Let $f \colon [0,1] \to \mathbb R$ be continuous and let $f_n$ be defined by $$ f_n(x):=f(x^n), \qquad x \in [0,1], \,\, n \in \mathbb N. $$ Suppose there exists a continuous function $g$ on $[0,1]$ such that $f_n \to g$ uniformly. Then $f$ is constant.
Let $\overline{x} \in [0,1)$ be fixed. Then we have that the sequence of real numbers $x_n:=\overline{x}^{n} \to 0$ as $n \to +\infty$.
On the one hand, by continuity, we have
$$
f(x_n) \to f(0);
$$
on the other hand, being $f(x_n) = f(\overline{x}^{n}) = f_n(\overline{x})$, by pointwise convergence, we deduce
$$
f(x_n) = f_n(\overline{x}) \to g(\overline{x}).
$$
Hence for every $x \in [0,1)$ we have $g(x)= f(0)$.
If $x=1$ then we have $f(1)=f_n(1) \to g(1)$. By continuity, $g$ must be constant and in particular we have $f(0)=f(1)$.
Now for any $\overline{x} \in (0,1)$ we have $$ f(\overline{x}) = f_n(\overline{x}^{1/n}) \to g(1) $$ because $f_n \to g$ uniformly and $\overline{x}^{1/n} \to 1$. Hence we must have $f(x)=g(1)$ for any $x \in (0,1)$.
Thus we deduce that $f$ is constant on $[0,1]$.
Is this correct? Thanks.

▸ Source excerpt:
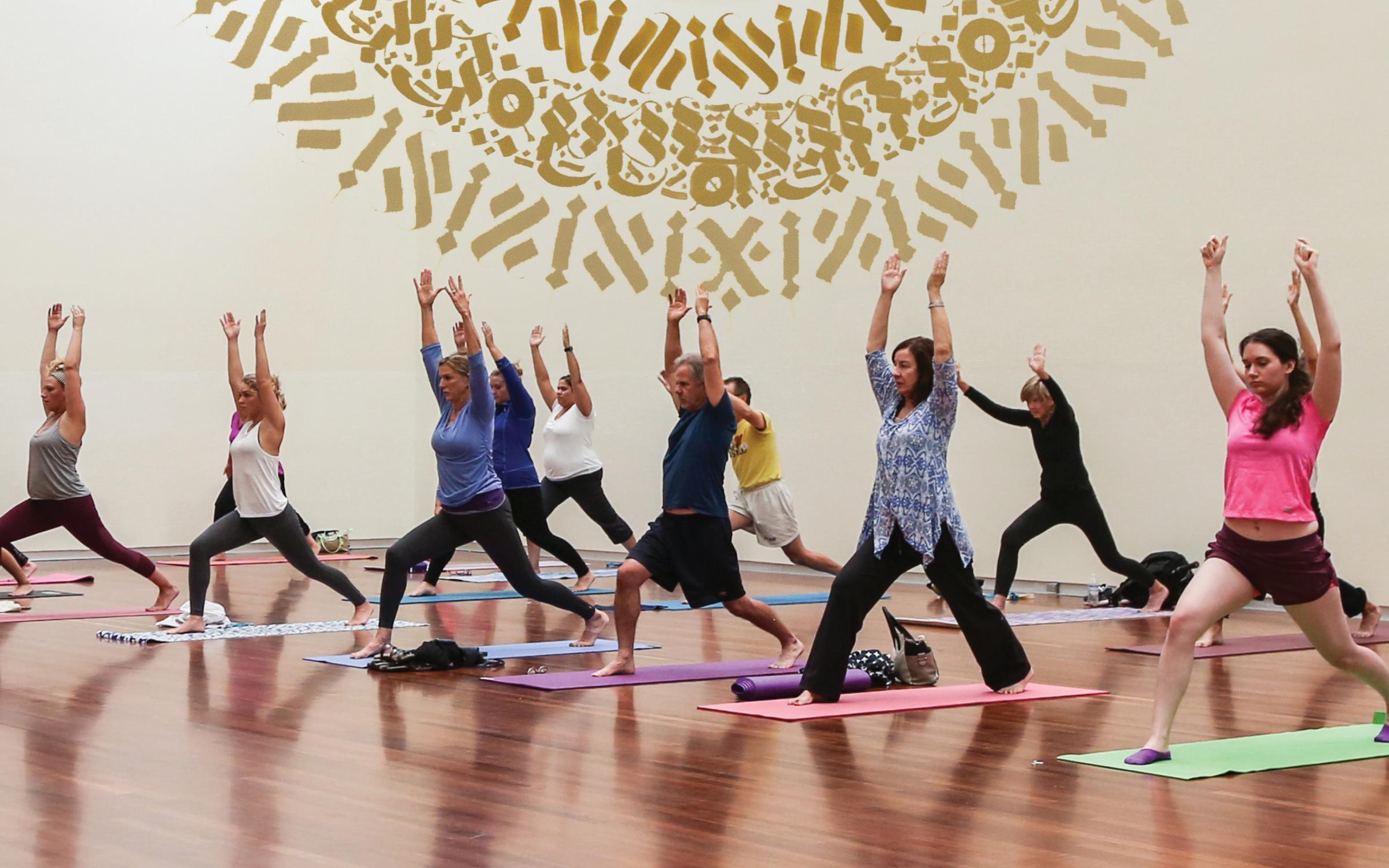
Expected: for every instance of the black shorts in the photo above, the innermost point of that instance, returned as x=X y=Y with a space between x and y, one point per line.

▸ Exercises to complete:
A) Answer these from the proof:
(i) As n → +∞, what limit does the sequence x_n tend to?
(ii) For every x in [0,1), what value does g take?
(iii) For any x in (0,1), what must f(x) equal?
B) Return the proof word for word between "Now for any" and "any $x \in (0,1)$.", inclusive.
C) List every distinct interval that appears in the proof.

▸ Written responses:
A)
(i) 0
(ii) f(0)
(iii) g(1)

B)
Now for any $\overline{x} \in (0,1)$ we have $$ f(\overline{x}) = f_n(\overline{x}^{1/n}) \to g(1) $$ because $f_n \to g$ uniformly and $\overline{x}^{1/n} \to 1$. Hence we must have $f(x)=g(1)$ for any $x \in (0,1)$.

C) [0,1], [0,1), (0,1)